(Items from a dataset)
____
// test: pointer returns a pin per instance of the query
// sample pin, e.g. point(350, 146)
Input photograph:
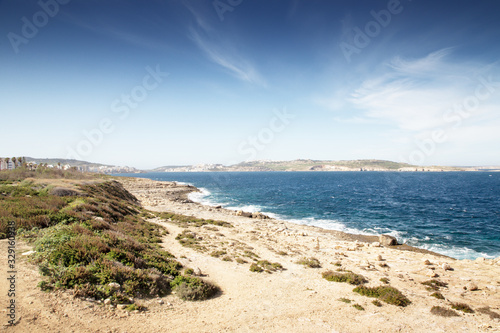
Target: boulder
point(197, 271)
point(259, 215)
point(387, 240)
point(114, 285)
point(431, 273)
point(471, 286)
point(446, 267)
point(242, 213)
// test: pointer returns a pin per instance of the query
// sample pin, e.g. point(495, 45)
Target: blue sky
point(151, 83)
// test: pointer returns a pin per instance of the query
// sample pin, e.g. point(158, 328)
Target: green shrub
point(358, 307)
point(348, 277)
point(437, 295)
point(309, 262)
point(462, 307)
point(443, 312)
point(486, 310)
point(434, 284)
point(389, 295)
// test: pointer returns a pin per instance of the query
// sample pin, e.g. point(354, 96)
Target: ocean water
point(452, 213)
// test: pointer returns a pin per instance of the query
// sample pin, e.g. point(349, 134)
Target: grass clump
point(256, 268)
point(437, 295)
point(188, 239)
point(191, 221)
point(218, 253)
point(387, 294)
point(309, 262)
point(345, 300)
point(358, 307)
point(347, 277)
point(443, 312)
point(265, 266)
point(486, 310)
point(462, 307)
point(434, 284)
point(92, 238)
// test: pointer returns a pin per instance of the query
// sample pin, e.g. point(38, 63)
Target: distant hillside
point(83, 165)
point(310, 165)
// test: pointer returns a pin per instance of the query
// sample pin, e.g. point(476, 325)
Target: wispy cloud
point(414, 94)
point(218, 51)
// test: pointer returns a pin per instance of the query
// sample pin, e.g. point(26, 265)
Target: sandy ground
point(296, 299)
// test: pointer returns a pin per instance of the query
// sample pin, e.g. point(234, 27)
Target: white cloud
point(416, 94)
point(235, 64)
point(220, 53)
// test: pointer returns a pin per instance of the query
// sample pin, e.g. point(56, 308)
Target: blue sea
point(453, 213)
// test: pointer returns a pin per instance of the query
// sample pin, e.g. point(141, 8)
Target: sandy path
point(297, 299)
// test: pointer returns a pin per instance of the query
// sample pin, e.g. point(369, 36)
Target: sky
point(153, 83)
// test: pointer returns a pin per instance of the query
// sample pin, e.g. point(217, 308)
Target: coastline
point(298, 296)
point(179, 194)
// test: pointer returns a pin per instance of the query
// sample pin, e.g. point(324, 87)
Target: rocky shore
point(298, 296)
point(273, 276)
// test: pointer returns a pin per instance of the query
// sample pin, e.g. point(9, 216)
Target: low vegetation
point(265, 266)
point(344, 276)
point(387, 294)
point(309, 262)
point(443, 312)
point(90, 237)
point(437, 295)
point(191, 221)
point(358, 307)
point(487, 311)
point(462, 307)
point(345, 300)
point(434, 284)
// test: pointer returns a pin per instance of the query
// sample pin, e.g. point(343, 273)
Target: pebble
point(446, 267)
point(431, 273)
point(471, 286)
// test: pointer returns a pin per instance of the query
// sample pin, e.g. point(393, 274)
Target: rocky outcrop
point(387, 240)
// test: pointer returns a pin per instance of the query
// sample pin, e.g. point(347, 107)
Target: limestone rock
point(387, 240)
point(446, 267)
point(259, 215)
point(242, 213)
point(114, 285)
point(431, 273)
point(471, 286)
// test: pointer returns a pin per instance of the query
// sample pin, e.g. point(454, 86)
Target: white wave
point(332, 225)
point(183, 183)
point(247, 208)
point(456, 251)
point(200, 197)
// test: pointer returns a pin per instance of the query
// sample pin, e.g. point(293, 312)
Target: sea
point(452, 213)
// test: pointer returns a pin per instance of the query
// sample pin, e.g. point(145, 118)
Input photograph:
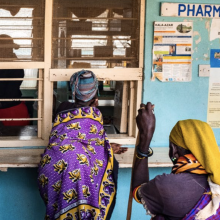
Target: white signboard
point(213, 116)
point(172, 51)
point(190, 10)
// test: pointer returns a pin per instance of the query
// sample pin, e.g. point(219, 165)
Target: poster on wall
point(172, 51)
point(213, 113)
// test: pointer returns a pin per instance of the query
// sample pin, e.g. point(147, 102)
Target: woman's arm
point(146, 124)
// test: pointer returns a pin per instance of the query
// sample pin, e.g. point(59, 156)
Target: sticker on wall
point(213, 113)
point(215, 29)
point(172, 51)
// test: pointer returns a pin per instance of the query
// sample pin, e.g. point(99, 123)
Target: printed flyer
point(213, 113)
point(172, 51)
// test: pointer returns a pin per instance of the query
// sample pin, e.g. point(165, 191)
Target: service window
point(22, 72)
point(51, 39)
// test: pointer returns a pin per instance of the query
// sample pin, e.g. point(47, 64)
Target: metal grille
point(95, 34)
point(22, 30)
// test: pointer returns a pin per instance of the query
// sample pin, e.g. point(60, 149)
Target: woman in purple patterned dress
point(78, 172)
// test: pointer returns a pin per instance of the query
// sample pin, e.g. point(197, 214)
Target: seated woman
point(77, 172)
point(192, 189)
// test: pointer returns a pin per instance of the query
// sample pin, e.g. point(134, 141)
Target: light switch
point(204, 70)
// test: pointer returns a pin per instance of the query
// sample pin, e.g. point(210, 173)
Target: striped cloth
point(188, 163)
point(203, 202)
point(84, 85)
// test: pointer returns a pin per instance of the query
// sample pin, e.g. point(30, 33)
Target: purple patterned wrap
point(75, 172)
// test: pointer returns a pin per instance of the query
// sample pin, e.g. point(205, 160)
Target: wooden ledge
point(31, 158)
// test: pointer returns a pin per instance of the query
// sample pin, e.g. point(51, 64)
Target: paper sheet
point(213, 114)
point(172, 51)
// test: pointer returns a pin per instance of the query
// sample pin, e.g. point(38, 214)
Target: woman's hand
point(117, 149)
point(146, 124)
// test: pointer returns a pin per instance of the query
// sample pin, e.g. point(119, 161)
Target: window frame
point(133, 75)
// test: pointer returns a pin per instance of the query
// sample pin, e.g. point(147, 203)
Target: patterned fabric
point(76, 170)
point(84, 85)
point(135, 191)
point(198, 137)
point(188, 163)
point(206, 198)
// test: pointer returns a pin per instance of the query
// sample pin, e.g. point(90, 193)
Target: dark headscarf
point(84, 85)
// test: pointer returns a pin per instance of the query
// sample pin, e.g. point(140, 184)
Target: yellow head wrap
point(198, 137)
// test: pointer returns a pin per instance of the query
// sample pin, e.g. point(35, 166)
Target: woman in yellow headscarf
point(192, 190)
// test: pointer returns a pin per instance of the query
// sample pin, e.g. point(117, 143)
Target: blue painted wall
point(19, 197)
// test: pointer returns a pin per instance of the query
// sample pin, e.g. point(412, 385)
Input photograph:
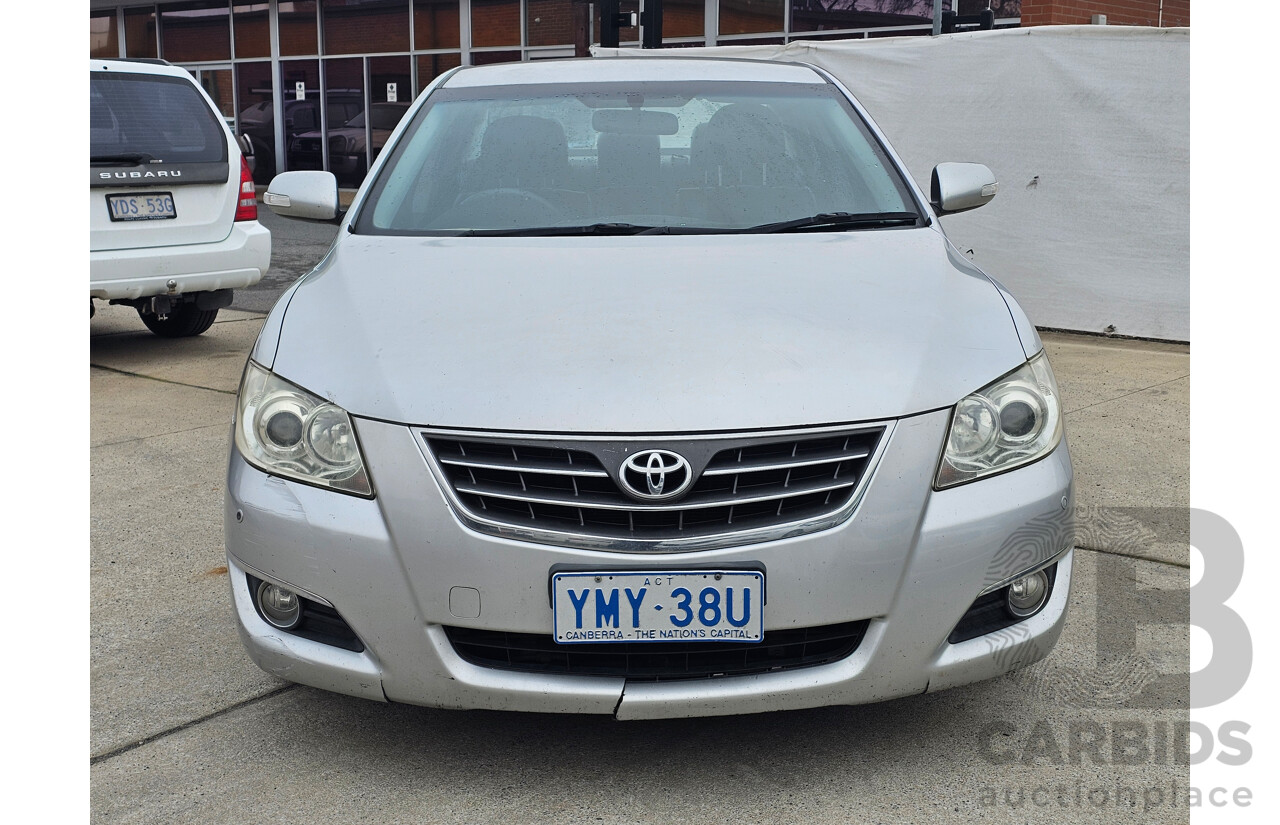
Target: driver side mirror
point(960, 187)
point(306, 195)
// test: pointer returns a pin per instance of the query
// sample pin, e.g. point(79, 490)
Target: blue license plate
point(147, 206)
point(658, 606)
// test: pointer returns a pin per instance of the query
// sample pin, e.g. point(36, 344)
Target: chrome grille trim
point(558, 490)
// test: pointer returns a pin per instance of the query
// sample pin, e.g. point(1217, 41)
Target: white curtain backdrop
point(1088, 132)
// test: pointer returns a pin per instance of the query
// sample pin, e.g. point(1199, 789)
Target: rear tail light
point(246, 202)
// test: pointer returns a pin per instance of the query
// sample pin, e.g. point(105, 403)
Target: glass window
point(819, 15)
point(196, 31)
point(684, 18)
point(347, 136)
point(435, 24)
point(152, 117)
point(712, 156)
point(749, 17)
point(218, 83)
point(298, 30)
point(549, 23)
point(103, 39)
point(387, 72)
point(627, 33)
point(353, 27)
point(140, 32)
point(430, 67)
point(496, 23)
point(485, 58)
point(252, 30)
point(256, 118)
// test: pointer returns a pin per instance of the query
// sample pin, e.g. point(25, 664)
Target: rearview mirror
point(635, 122)
point(960, 187)
point(306, 195)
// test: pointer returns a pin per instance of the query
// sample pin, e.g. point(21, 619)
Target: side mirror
point(960, 187)
point(306, 195)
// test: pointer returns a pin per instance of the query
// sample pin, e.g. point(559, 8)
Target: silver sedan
point(648, 388)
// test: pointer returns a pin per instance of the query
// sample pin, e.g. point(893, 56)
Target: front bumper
point(910, 560)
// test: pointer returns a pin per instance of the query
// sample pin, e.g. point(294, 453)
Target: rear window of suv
point(145, 118)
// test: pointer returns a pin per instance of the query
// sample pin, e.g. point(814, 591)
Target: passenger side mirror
point(306, 195)
point(960, 187)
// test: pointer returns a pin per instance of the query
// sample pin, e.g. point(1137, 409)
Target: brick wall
point(1119, 12)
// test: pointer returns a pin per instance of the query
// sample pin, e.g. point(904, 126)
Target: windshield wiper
point(549, 232)
point(837, 221)
point(118, 160)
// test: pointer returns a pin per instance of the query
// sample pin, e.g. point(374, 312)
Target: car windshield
point(627, 157)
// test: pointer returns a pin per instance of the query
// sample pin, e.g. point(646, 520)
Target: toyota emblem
point(656, 475)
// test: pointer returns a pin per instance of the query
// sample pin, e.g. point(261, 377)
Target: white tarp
point(1088, 132)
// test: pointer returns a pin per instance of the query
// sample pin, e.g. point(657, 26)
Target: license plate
point(150, 206)
point(666, 606)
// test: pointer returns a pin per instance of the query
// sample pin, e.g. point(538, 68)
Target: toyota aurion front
point(648, 388)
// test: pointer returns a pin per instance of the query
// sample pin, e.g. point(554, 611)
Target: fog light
point(1027, 594)
point(279, 606)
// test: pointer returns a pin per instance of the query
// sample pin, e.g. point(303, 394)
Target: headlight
point(1008, 424)
point(284, 430)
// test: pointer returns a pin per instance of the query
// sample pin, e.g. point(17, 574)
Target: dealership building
point(269, 64)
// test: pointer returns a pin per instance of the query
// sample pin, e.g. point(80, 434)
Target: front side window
point(689, 156)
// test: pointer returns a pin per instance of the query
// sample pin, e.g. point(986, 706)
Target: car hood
point(645, 334)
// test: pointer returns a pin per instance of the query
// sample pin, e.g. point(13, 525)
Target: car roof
point(138, 67)
point(635, 69)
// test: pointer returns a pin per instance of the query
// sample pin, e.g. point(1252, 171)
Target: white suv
point(173, 215)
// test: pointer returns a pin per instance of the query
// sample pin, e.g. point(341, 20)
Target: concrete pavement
point(186, 729)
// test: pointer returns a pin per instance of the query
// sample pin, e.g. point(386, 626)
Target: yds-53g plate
point(658, 606)
point(149, 206)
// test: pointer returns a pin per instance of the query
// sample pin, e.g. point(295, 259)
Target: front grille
point(658, 661)
point(567, 491)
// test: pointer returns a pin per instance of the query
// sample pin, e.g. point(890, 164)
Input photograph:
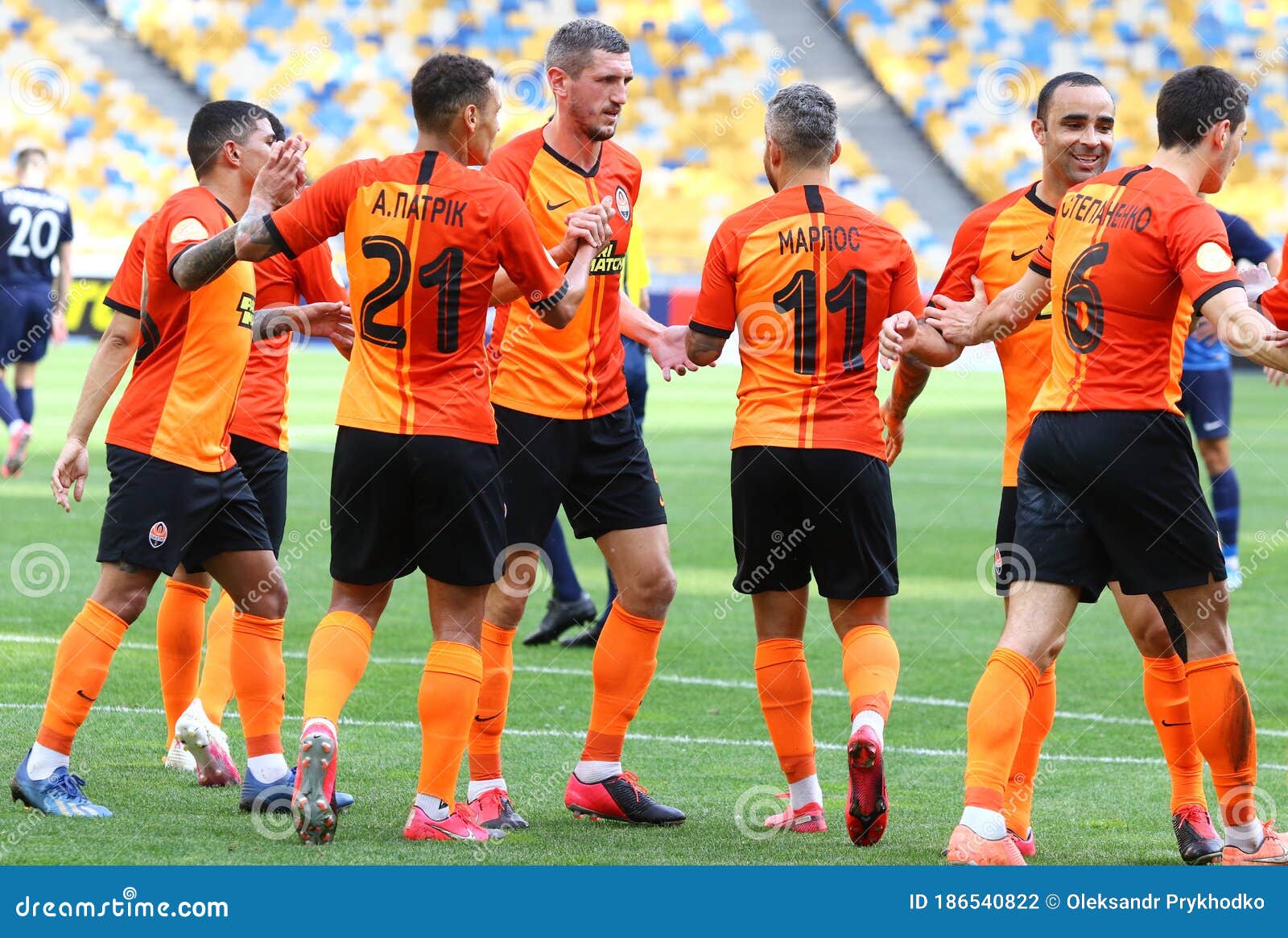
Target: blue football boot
point(60, 794)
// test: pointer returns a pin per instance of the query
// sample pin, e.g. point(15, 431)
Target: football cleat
point(276, 795)
point(17, 457)
point(620, 798)
point(208, 745)
point(866, 805)
point(560, 618)
point(1273, 850)
point(1195, 837)
point(178, 758)
point(493, 809)
point(968, 848)
point(1026, 845)
point(460, 824)
point(313, 795)
point(805, 820)
point(60, 794)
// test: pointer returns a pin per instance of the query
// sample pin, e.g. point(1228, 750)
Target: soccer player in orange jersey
point(568, 435)
point(1108, 483)
point(807, 277)
point(1075, 126)
point(177, 496)
point(416, 481)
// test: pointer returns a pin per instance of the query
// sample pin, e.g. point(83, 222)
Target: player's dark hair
point(444, 85)
point(1195, 101)
point(219, 122)
point(29, 155)
point(802, 119)
point(1073, 79)
point(575, 44)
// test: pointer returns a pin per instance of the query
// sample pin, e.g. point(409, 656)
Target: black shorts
point(1114, 495)
point(598, 469)
point(401, 502)
point(160, 514)
point(822, 510)
point(264, 468)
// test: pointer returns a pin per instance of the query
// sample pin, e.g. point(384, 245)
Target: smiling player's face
point(1080, 133)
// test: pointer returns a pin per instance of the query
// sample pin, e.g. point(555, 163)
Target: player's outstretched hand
point(667, 351)
point(326, 320)
point(283, 174)
point(956, 320)
point(895, 333)
point(1256, 281)
point(71, 469)
point(894, 432)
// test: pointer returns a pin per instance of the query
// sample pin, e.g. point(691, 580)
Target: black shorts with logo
point(160, 514)
point(266, 469)
point(401, 502)
point(597, 468)
point(822, 510)
point(1114, 495)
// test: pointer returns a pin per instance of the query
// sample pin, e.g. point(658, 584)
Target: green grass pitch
point(700, 741)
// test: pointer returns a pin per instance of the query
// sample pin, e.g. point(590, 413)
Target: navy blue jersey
point(32, 225)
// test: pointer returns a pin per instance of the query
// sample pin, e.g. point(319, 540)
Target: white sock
point(989, 824)
point(592, 772)
point(321, 723)
point(267, 768)
point(436, 808)
point(1247, 837)
point(485, 785)
point(43, 762)
point(805, 791)
point(869, 718)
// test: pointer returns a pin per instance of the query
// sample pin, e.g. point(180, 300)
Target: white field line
point(675, 680)
point(678, 740)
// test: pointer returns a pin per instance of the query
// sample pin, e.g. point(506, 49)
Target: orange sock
point(259, 680)
point(993, 725)
point(493, 702)
point(1018, 803)
point(80, 669)
point(448, 700)
point(869, 663)
point(217, 676)
point(338, 656)
point(786, 700)
point(624, 665)
point(1225, 732)
point(180, 620)
point(1167, 699)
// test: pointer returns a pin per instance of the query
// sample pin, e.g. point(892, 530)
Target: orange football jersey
point(995, 244)
point(126, 293)
point(193, 345)
point(1122, 250)
point(576, 371)
point(807, 277)
point(280, 281)
point(424, 238)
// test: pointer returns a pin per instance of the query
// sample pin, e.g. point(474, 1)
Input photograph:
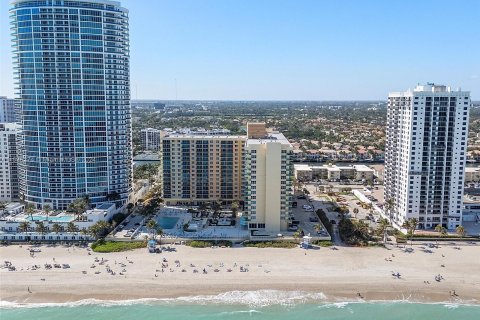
____
**WHAT YOU NEED TO DO**
Scan the records above for the lines holding "Target: orange sock" and "e.g. point(892, 530)". Transcribe those two and every line between them word for word, and no others.

**RESPONSE TO THIS EXERCISE**
Target: orange sock
point(259, 680)
point(993, 725)
point(493, 702)
point(1018, 803)
point(80, 669)
point(448, 700)
point(869, 663)
point(217, 676)
point(338, 656)
point(786, 700)
point(624, 665)
point(1225, 732)
point(180, 620)
point(1167, 699)
// test: pointer returns a pin per instance of the query
// sample pin, e.g. point(892, 530)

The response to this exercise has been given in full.